* Begin Exercise inputs *

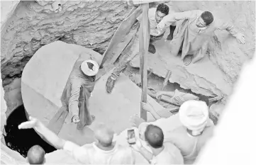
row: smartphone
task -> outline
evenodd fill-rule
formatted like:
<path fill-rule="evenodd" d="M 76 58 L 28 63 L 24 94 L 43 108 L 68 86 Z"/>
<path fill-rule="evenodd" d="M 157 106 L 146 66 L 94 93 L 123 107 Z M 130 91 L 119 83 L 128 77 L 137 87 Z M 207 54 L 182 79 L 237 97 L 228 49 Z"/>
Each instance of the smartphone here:
<path fill-rule="evenodd" d="M 135 144 L 136 143 L 135 133 L 133 129 L 128 130 L 128 142 L 130 144 Z"/>

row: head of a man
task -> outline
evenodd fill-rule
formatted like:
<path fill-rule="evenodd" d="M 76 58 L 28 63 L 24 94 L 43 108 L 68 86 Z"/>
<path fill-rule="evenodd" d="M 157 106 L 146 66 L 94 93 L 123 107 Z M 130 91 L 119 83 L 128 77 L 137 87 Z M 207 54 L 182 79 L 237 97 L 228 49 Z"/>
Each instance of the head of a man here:
<path fill-rule="evenodd" d="M 152 150 L 161 148 L 164 142 L 162 129 L 156 125 L 148 125 L 145 131 L 145 140 Z"/>
<path fill-rule="evenodd" d="M 96 61 L 87 59 L 81 64 L 80 69 L 85 75 L 94 76 L 98 73 L 99 67 Z"/>
<path fill-rule="evenodd" d="M 193 136 L 197 136 L 204 130 L 209 119 L 208 108 L 202 101 L 187 101 L 179 108 L 179 120 Z"/>
<path fill-rule="evenodd" d="M 29 149 L 27 160 L 30 164 L 43 164 L 45 163 L 45 150 L 39 145 L 34 145 Z"/>
<path fill-rule="evenodd" d="M 94 130 L 94 137 L 99 145 L 108 147 L 112 145 L 114 132 L 104 123 L 100 123 Z"/>
<path fill-rule="evenodd" d="M 196 26 L 204 28 L 210 25 L 213 21 L 213 16 L 209 11 L 204 11 L 196 21 Z"/>
<path fill-rule="evenodd" d="M 159 23 L 162 18 L 168 15 L 169 13 L 169 7 L 166 4 L 161 4 L 157 6 L 157 11 L 155 13 L 155 21 Z"/>
<path fill-rule="evenodd" d="M 145 132 L 146 131 L 147 127 L 149 125 L 148 123 L 142 123 L 138 127 L 139 137 L 140 139 L 145 141 Z"/>

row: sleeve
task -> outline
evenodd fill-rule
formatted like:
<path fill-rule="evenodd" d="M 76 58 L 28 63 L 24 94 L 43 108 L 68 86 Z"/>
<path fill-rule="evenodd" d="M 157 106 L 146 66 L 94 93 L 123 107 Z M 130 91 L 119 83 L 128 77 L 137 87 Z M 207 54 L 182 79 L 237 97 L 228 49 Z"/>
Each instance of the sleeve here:
<path fill-rule="evenodd" d="M 81 89 L 81 84 L 79 79 L 73 79 L 71 81 L 71 93 L 69 99 L 69 110 L 71 118 L 74 115 L 79 115 L 79 98 Z"/>
<path fill-rule="evenodd" d="M 221 30 L 226 30 L 234 37 L 238 33 L 238 31 L 234 28 L 234 25 L 230 21 L 226 22 L 221 20 L 217 20 L 216 24 L 216 29 Z"/>
<path fill-rule="evenodd" d="M 84 162 L 83 159 L 88 158 L 87 152 L 84 148 L 81 147 L 80 146 L 69 141 L 65 142 L 63 150 L 67 152 L 76 161 L 81 163 Z"/>

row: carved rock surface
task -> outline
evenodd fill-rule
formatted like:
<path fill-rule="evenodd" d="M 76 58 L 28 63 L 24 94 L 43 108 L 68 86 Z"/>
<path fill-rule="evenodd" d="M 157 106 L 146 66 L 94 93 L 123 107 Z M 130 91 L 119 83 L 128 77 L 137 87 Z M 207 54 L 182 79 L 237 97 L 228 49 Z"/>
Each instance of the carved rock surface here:
<path fill-rule="evenodd" d="M 56 40 L 103 54 L 129 11 L 126 1 L 61 1 L 62 10 L 55 13 L 51 6 L 55 2 L 57 1 L 41 6 L 36 1 L 21 1 L 3 28 L 3 86 L 21 77 L 26 64 L 36 50 Z"/>
<path fill-rule="evenodd" d="M 224 97 L 223 101 L 225 102 L 232 93 L 233 84 L 243 64 L 255 54 L 255 2 L 174 1 L 169 5 L 176 12 L 196 9 L 209 11 L 214 18 L 231 21 L 238 30 L 244 33 L 246 43 L 240 45 L 226 30 L 216 30 L 206 57 L 188 67 L 183 64 L 180 57 L 178 59 L 176 57 L 170 57 L 170 53 L 163 46 L 165 39 L 155 44 L 158 49 L 157 53 L 148 55 L 148 67 L 152 69 L 152 73 L 165 77 L 167 69 L 171 69 L 171 82 L 177 82 L 181 87 L 196 93 Z M 139 57 L 135 58 L 130 64 L 139 67 Z"/>

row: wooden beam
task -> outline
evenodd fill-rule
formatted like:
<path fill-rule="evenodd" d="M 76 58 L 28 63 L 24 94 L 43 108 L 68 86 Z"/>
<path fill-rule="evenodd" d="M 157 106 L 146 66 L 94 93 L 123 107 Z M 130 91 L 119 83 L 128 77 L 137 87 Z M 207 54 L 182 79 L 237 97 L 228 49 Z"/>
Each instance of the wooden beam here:
<path fill-rule="evenodd" d="M 141 4 L 143 8 L 142 21 L 140 22 L 139 35 L 140 71 L 142 82 L 141 101 L 147 103 L 148 91 L 148 51 L 150 41 L 150 27 L 148 20 L 148 4 Z M 147 121 L 147 112 L 140 107 L 140 118 Z"/>
<path fill-rule="evenodd" d="M 149 4 L 153 2 L 165 2 L 165 1 L 160 1 L 160 0 L 133 0 L 132 1 L 135 5 L 145 4 Z"/>
<path fill-rule="evenodd" d="M 113 52 L 116 49 L 116 45 L 121 42 L 122 39 L 130 32 L 130 28 L 133 26 L 134 22 L 136 21 L 137 18 L 140 15 L 140 13 L 141 8 L 137 8 L 134 6 L 130 10 L 130 13 L 128 14 L 126 18 L 119 25 L 107 49 L 103 55 L 103 58 L 100 64 L 101 68 L 109 64 L 108 61 L 111 60 L 114 56 Z"/>

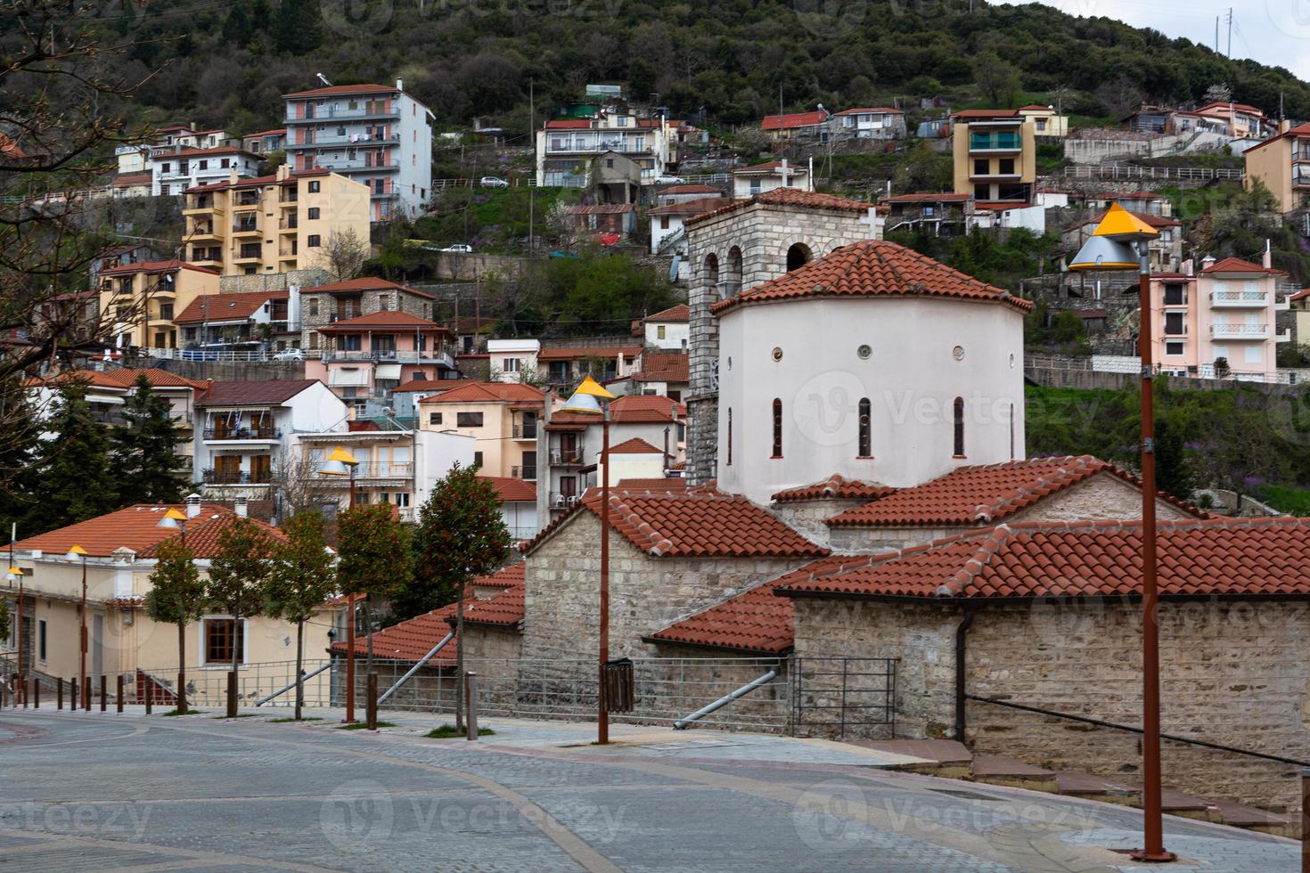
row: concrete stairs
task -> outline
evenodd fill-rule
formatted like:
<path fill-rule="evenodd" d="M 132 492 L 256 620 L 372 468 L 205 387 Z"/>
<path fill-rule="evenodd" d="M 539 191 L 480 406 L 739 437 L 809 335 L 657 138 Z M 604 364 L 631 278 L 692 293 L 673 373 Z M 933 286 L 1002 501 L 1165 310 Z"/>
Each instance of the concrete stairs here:
<path fill-rule="evenodd" d="M 1141 808 L 1141 785 L 1131 780 L 1095 776 L 1077 770 L 1045 770 L 1000 755 L 975 755 L 964 743 L 955 742 L 954 739 L 874 739 L 857 741 L 850 745 L 922 759 L 921 763 L 899 767 L 899 770 L 909 772 L 960 779 L 988 785 L 1027 788 L 1052 794 Z M 1170 815 L 1229 825 L 1276 836 L 1297 836 L 1300 832 L 1297 817 L 1268 813 L 1255 806 L 1246 806 L 1226 800 L 1193 797 L 1169 788 L 1162 792 L 1161 800 L 1165 811 Z"/>

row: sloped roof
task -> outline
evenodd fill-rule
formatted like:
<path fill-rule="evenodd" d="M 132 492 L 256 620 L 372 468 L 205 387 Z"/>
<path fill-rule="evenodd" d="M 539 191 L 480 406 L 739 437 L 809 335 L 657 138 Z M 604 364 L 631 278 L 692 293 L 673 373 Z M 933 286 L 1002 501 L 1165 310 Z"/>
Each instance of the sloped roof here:
<path fill-rule="evenodd" d="M 738 306 L 800 297 L 955 297 L 985 300 L 1022 313 L 1032 302 L 979 281 L 913 249 L 886 240 L 842 246 L 751 291 L 722 300 L 710 312 L 722 315 Z"/>
<path fill-rule="evenodd" d="M 796 503 L 802 500 L 879 500 L 895 492 L 896 488 L 833 474 L 812 486 L 779 491 L 773 495 L 773 500 L 777 503 Z"/>
<path fill-rule="evenodd" d="M 287 300 L 284 291 L 244 292 L 237 294 L 202 294 L 173 317 L 178 325 L 206 321 L 238 321 L 254 315 L 270 300 Z"/>
<path fill-rule="evenodd" d="M 255 380 L 253 382 L 215 382 L 196 406 L 272 406 L 286 403 L 318 380 Z"/>
<path fill-rule="evenodd" d="M 1091 455 L 1031 458 L 960 467 L 913 488 L 901 488 L 827 521 L 833 527 L 992 525 L 1106 472 L 1138 486 L 1134 476 Z M 1197 517 L 1207 513 L 1159 495 Z"/>
<path fill-rule="evenodd" d="M 570 512 L 523 550 L 531 552 L 579 512 L 600 514 L 597 488 L 588 490 Z M 612 492 L 609 524 L 654 558 L 817 558 L 828 554 L 827 548 L 810 542 L 745 497 L 710 490 Z"/>
<path fill-rule="evenodd" d="M 1170 521 L 1161 597 L 1310 594 L 1310 518 Z M 1019 522 L 779 585 L 782 596 L 1023 598 L 1141 593 L 1141 524 Z"/>
<path fill-rule="evenodd" d="M 519 382 L 461 382 L 419 403 L 542 403 L 545 397 L 540 389 Z"/>

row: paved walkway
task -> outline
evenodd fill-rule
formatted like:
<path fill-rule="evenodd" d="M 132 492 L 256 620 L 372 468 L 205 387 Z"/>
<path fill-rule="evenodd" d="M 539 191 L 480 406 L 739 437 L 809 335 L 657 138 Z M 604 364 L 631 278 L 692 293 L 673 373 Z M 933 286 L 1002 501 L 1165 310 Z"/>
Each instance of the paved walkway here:
<path fill-rule="evenodd" d="M 249 711 L 248 711 L 249 712 Z M 1149 870 L 1129 809 L 711 730 L 491 720 L 477 743 L 341 712 L 275 724 L 0 712 L 0 868 L 21 870 Z M 1297 870 L 1286 839 L 1169 818 L 1174 870 Z"/>

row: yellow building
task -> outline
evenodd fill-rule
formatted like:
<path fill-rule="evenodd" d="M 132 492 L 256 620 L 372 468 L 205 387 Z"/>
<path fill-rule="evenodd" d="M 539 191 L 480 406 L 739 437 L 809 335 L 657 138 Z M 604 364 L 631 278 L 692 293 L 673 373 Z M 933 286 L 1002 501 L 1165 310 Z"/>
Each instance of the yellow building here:
<path fill-rule="evenodd" d="M 1310 203 L 1310 124 L 1285 130 L 1246 151 L 1246 187 L 1259 179 L 1279 202 L 1280 212 Z"/>
<path fill-rule="evenodd" d="M 174 315 L 219 291 L 219 272 L 182 260 L 145 260 L 101 270 L 100 312 L 114 319 L 115 346 L 178 348 Z"/>
<path fill-rule="evenodd" d="M 472 436 L 473 462 L 482 475 L 536 482 L 545 394 L 517 382 L 452 385 L 457 387 L 418 402 L 419 429 Z"/>
<path fill-rule="evenodd" d="M 975 203 L 1027 205 L 1038 181 L 1036 123 L 1018 109 L 967 109 L 951 115 L 955 192 Z"/>
<path fill-rule="evenodd" d="M 236 512 L 217 504 L 202 504 L 193 497 L 185 505 L 139 504 L 97 518 L 60 527 L 13 544 L 13 563 L 24 571 L 22 637 L 10 633 L 0 650 L 17 660 L 22 649 L 24 673 L 66 683 L 81 674 L 80 603 L 83 596 L 83 563 L 67 560 L 68 551 L 80 546 L 86 552 L 86 674 L 107 677 L 113 692 L 118 675 L 126 675 L 130 699 L 138 683 L 153 683 L 157 692 L 169 696 L 176 687 L 178 635 L 176 624 L 156 624 L 145 614 L 145 596 L 155 571 L 155 548 L 165 539 L 182 534 L 160 527 L 159 521 L 169 509 L 187 514 L 186 544 L 195 554 L 203 577 L 210 559 L 216 555 L 219 534 L 232 524 Z M 261 522 L 255 522 L 261 524 Z M 274 535 L 280 535 L 262 525 Z M 3 597 L 10 615 L 18 616 L 17 588 L 7 588 Z M 331 643 L 329 628 L 337 623 L 341 607 L 331 602 L 305 626 L 305 658 L 322 660 Z M 271 618 L 233 619 L 216 611 L 186 626 L 186 671 L 189 692 L 200 705 L 221 700 L 224 673 L 231 668 L 236 649 L 241 705 L 270 694 L 295 675 L 291 665 L 296 657 L 295 624 Z M 322 674 L 320 682 L 326 681 Z M 134 687 L 135 686 L 135 687 Z M 312 698 L 322 699 L 325 688 L 316 687 Z"/>
<path fill-rule="evenodd" d="M 186 259 L 224 276 L 329 267 L 334 237 L 354 234 L 368 254 L 368 187 L 330 170 L 187 188 Z"/>

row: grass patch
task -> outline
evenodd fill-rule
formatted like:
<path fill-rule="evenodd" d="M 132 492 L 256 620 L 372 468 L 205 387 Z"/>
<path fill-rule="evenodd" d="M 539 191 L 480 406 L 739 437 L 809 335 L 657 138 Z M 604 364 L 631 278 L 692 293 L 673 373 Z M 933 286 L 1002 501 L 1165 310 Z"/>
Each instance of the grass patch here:
<path fill-rule="evenodd" d="M 394 728 L 396 724 L 392 722 L 392 721 L 379 721 L 377 726 L 379 728 Z M 341 725 L 341 726 L 337 728 L 337 730 L 368 730 L 368 722 L 367 721 L 356 721 L 352 725 Z"/>
<path fill-rule="evenodd" d="M 441 725 L 440 728 L 432 728 L 423 736 L 428 739 L 458 739 L 466 736 L 466 732 L 456 729 L 455 725 Z M 491 730 L 491 728 L 478 728 L 478 736 L 493 737 L 495 736 L 495 730 Z"/>

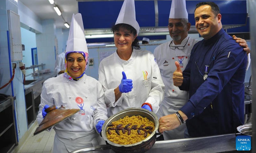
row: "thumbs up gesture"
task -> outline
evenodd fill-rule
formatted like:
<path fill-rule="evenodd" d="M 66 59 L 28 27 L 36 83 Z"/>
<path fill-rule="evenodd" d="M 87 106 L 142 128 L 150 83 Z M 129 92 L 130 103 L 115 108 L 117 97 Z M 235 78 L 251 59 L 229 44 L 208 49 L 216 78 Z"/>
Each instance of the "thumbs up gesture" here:
<path fill-rule="evenodd" d="M 176 66 L 177 69 L 172 74 L 172 80 L 173 81 L 173 85 L 179 87 L 181 85 L 183 82 L 183 75 L 179 62 L 175 61 L 175 65 Z"/>
<path fill-rule="evenodd" d="M 122 74 L 123 78 L 121 80 L 121 83 L 119 85 L 119 90 L 121 92 L 126 93 L 132 91 L 132 80 L 126 79 L 124 72 L 122 72 Z"/>

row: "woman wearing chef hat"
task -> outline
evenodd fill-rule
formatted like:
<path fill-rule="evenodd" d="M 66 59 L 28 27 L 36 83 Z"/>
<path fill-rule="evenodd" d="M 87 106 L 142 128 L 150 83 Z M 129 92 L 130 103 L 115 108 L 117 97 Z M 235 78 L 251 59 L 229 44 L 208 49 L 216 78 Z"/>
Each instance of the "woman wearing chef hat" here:
<path fill-rule="evenodd" d="M 117 49 L 101 61 L 99 69 L 108 116 L 132 107 L 156 113 L 164 86 L 153 54 L 140 50 L 134 0 L 124 0 L 111 30 Z"/>
<path fill-rule="evenodd" d="M 84 74 L 88 56 L 82 16 L 73 14 L 66 50 L 65 72 L 44 83 L 37 115 L 40 124 L 49 106 L 80 109 L 54 127 L 54 153 L 95 146 L 102 140 L 96 131 L 100 133 L 108 118 L 107 108 L 101 84 Z"/>

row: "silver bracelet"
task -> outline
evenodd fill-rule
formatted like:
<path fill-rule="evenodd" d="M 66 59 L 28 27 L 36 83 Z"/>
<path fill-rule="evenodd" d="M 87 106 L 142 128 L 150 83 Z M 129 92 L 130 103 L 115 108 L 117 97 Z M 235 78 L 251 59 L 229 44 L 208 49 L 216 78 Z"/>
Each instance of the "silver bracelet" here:
<path fill-rule="evenodd" d="M 179 118 L 178 115 L 177 114 L 177 113 L 175 113 L 175 114 L 176 115 L 176 116 L 177 116 L 177 117 L 178 118 L 179 120 L 180 121 L 180 125 L 181 125 L 182 124 L 182 122 L 181 122 L 181 120 L 180 120 L 180 118 Z"/>

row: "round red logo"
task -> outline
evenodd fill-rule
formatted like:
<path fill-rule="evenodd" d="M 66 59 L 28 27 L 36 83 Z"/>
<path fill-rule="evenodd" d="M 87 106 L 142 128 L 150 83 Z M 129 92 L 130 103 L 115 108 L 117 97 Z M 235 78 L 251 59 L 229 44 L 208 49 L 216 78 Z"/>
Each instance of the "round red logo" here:
<path fill-rule="evenodd" d="M 78 104 L 83 104 L 83 103 L 84 102 L 84 99 L 82 98 L 79 97 L 76 98 L 75 101 Z"/>

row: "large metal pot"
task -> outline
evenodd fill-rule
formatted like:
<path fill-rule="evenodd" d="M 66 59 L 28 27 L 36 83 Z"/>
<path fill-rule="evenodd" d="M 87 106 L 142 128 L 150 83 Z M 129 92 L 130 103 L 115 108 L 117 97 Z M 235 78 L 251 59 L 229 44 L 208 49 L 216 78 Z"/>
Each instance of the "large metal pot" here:
<path fill-rule="evenodd" d="M 111 122 L 116 121 L 121 118 L 128 116 L 140 115 L 147 117 L 155 124 L 155 128 L 153 132 L 147 138 L 141 141 L 131 144 L 121 145 L 114 143 L 110 141 L 107 137 L 108 125 Z M 121 111 L 113 115 L 106 120 L 102 127 L 101 135 L 103 138 L 109 144 L 100 145 L 92 147 L 79 149 L 69 153 L 80 153 L 84 152 L 105 150 L 111 149 L 116 153 L 143 153 L 148 150 L 154 145 L 156 140 L 156 135 L 161 134 L 156 133 L 159 122 L 157 116 L 152 112 L 140 108 L 132 108 Z"/>
<path fill-rule="evenodd" d="M 242 135 L 252 136 L 252 126 L 251 124 L 240 126 L 236 129 Z"/>
<path fill-rule="evenodd" d="M 140 115 L 147 117 L 155 124 L 155 128 L 153 132 L 147 138 L 138 142 L 131 144 L 121 145 L 110 141 L 107 137 L 108 125 L 112 122 L 116 121 L 126 116 Z M 103 138 L 109 144 L 112 150 L 117 153 L 142 153 L 149 150 L 154 145 L 156 139 L 156 131 L 158 127 L 159 122 L 157 116 L 153 113 L 140 108 L 132 108 L 122 111 L 111 116 L 108 119 L 102 126 L 101 135 Z"/>

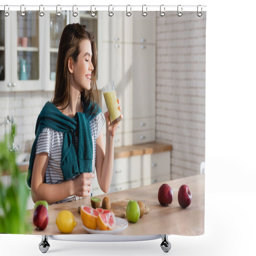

* End Exercise inputs *

Please revise the listing from its start through the line containing "135 144 L 136", replacing "smartphone" with "mobile phone" and leaving everything else unchanged. Give back only those lines, without the pictures.

row: mobile phone
task -> outline
evenodd fill-rule
formatted like:
<path fill-rule="evenodd" d="M 76 58 L 28 63 L 24 94 L 43 108 L 68 86 Z"/>
<path fill-rule="evenodd" d="M 157 106 L 146 66 L 94 93 L 123 107 Z M 130 91 L 119 83 L 128 77 L 137 87 Z M 207 54 L 182 79 L 237 97 L 228 49 Z"/>
Each instance of the mobile phone here:
<path fill-rule="evenodd" d="M 135 144 L 136 143 L 135 133 L 133 129 L 128 130 L 128 142 L 130 144 Z"/>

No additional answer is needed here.